I voti espressi in ogni Stato una volta contati e certificati saranno trasmessi al presidente del Senato, il vice-presidente Mike Pence. Le schede dovranno arrivare a Washington entro il 23 dicembre, mentre il conteggio ufficiale con la proclamazione del nuovo presidente e del nuovo vice-presidente lo farà in seduta plenaria il nuovo Congresso il 6 gennaio, tre giorni dopo essersi insediato. Tutto sarà allora pronto per l’Inauguration Day del 20 gennaio, quando Biden e Kamala Harris giureranno e si insedieranno alla Casa Bianca.
S’è intanto precisato il bilancio delle manifestazioni di sabato pro-Trump in molte città dell’Unione: violenze e scontri con contro-manifestanti; spari a Olympia, capitale dello Stato di Washington; diversi accoltellamenti; decine di arresti.

### [Lavoro richiesto]
Rispondi a queste domande sul brano sulle elezioni americane:
(a) Entro quale data dovranno arrivare le schede a Washington?
(b) Chi farà il conteggio ufficiale e in quale giorno?
(c) In quale città ci sono stati spari durante le manifestazioni pro-Trump di sabato?
Per favore, rispondi basandoti soltanto sul brano sulle elezioni americane.

### [Estratto del dataset]
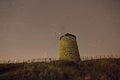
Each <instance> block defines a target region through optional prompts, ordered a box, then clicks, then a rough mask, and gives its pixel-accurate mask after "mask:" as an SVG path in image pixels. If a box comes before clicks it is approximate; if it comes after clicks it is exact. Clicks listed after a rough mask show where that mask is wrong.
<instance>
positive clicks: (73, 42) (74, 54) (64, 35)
mask: <svg viewBox="0 0 120 80" xmlns="http://www.w3.org/2000/svg"><path fill="white" fill-rule="evenodd" d="M59 59H60V60H68V61H80V55H79V50H78V46H77V42H76V36H75V35H72V34H69V33H67V34H64V35H62V36H61V37H60V57H59Z"/></svg>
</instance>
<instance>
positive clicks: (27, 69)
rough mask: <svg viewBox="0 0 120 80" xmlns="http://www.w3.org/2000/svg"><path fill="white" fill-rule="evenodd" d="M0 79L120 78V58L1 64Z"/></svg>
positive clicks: (14, 79) (60, 79) (61, 79)
mask: <svg viewBox="0 0 120 80" xmlns="http://www.w3.org/2000/svg"><path fill="white" fill-rule="evenodd" d="M0 80H120V58H119V59H114V58H113V59H112V58H109V59H96V60H95V59H94V60H87V61H81V62H68V61H51V62H34V63H16V64H12V63H11V64H0Z"/></svg>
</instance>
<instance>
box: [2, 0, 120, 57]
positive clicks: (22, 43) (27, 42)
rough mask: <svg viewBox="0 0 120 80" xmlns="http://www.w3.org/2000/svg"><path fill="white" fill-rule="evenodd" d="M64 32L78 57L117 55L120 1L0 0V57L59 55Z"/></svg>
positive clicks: (111, 0)
mask: <svg viewBox="0 0 120 80" xmlns="http://www.w3.org/2000/svg"><path fill="white" fill-rule="evenodd" d="M65 33H72V34H74V35H76V36H77V43H78V47H79V52H80V55H81V56H96V55H97V56H99V55H111V54H112V55H119V56H120V1H119V0H0V59H31V58H39V57H40V58H41V57H42V58H43V57H51V58H53V57H55V58H58V57H59V37H60V36H61V35H62V34H65Z"/></svg>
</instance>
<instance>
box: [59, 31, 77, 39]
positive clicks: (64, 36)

### [Risultato dell'esercizio]
(a) Entro il 23 dicembre.
(b) Il nuovo Congresso, in seduta plenaria, il 6 gennaio.
(c) A Olympia, capitale dello Stato di Washington.